-- WHAT TO PRODUCE --
Can you rewrite every line of the records below, requests included, but shift each x and y coordinate in the answers up by 13?

## BEGIN

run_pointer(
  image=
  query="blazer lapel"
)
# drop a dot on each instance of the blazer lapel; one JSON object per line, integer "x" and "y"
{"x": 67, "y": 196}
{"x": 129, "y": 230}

## END

-- THE SOLUTION --
run_pointer(
  image=
  query="blazer lapel"
)
# drop a dot on each instance of the blazer lapel; one JSON object per line, integer "x" and "y"
{"x": 80, "y": 209}
{"x": 142, "y": 243}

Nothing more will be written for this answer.